### Task statement
Extract each line of the listing below that contains the word "chimney".

* BEGIN Provided data *

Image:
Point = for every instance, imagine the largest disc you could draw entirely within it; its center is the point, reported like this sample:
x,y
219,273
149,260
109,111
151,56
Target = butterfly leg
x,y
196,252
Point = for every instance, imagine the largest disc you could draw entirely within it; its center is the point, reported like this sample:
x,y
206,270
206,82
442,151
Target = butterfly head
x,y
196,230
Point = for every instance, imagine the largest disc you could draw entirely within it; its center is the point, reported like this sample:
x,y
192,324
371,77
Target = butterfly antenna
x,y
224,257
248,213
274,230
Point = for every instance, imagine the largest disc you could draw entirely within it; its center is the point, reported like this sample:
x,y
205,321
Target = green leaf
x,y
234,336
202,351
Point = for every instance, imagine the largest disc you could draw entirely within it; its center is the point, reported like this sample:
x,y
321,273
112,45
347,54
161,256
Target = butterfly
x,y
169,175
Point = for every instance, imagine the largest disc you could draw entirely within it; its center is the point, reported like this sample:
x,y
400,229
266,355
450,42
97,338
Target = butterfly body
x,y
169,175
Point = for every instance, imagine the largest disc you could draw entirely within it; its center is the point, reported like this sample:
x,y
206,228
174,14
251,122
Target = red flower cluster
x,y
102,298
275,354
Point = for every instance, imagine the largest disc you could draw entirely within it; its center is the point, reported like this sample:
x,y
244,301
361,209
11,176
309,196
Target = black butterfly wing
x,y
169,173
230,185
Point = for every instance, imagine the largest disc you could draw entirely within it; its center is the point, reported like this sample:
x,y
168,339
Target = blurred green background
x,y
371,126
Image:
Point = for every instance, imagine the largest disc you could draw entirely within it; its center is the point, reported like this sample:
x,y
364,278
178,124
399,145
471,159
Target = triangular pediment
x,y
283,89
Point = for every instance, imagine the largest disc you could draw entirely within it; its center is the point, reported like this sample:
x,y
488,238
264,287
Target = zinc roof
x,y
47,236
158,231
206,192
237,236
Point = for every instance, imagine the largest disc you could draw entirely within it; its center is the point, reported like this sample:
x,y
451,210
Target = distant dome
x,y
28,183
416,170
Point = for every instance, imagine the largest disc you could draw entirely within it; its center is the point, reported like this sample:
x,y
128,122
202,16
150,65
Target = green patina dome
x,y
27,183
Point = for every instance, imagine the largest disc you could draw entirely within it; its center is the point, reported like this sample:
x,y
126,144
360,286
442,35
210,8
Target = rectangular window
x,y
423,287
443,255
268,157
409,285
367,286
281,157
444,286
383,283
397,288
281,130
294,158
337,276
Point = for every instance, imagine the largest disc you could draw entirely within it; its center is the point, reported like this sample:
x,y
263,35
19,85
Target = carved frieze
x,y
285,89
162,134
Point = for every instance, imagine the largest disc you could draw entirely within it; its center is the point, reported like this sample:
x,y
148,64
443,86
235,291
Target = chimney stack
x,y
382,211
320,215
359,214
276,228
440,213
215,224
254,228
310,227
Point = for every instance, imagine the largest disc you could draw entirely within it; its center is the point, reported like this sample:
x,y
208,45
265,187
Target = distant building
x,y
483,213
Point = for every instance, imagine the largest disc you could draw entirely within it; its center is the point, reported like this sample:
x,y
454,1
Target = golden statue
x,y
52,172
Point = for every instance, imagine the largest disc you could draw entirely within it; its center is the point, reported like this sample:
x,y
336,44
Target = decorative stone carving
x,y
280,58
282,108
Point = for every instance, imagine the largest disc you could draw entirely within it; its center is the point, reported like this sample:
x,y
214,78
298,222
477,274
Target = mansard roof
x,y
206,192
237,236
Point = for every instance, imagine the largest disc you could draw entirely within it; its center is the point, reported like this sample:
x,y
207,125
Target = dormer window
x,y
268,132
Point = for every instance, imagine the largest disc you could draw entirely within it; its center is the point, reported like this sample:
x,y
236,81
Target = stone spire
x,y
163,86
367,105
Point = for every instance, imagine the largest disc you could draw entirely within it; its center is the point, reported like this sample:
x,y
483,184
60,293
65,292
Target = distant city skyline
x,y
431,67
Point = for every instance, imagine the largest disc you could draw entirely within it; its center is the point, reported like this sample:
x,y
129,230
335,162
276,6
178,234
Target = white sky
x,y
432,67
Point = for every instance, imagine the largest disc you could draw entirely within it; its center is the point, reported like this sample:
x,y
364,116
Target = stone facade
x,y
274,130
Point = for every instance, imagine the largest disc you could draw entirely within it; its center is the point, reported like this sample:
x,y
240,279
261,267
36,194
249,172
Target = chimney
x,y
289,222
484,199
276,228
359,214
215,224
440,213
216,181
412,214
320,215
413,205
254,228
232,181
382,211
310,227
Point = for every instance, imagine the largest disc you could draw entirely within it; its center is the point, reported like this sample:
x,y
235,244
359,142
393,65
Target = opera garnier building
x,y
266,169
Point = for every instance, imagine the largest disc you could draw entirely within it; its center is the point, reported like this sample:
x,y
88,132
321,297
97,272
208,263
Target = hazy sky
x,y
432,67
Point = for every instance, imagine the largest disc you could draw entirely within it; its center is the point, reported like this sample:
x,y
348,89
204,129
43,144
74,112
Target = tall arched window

* END Provided data *

### Solution
Target = chimney stack
Target = chimney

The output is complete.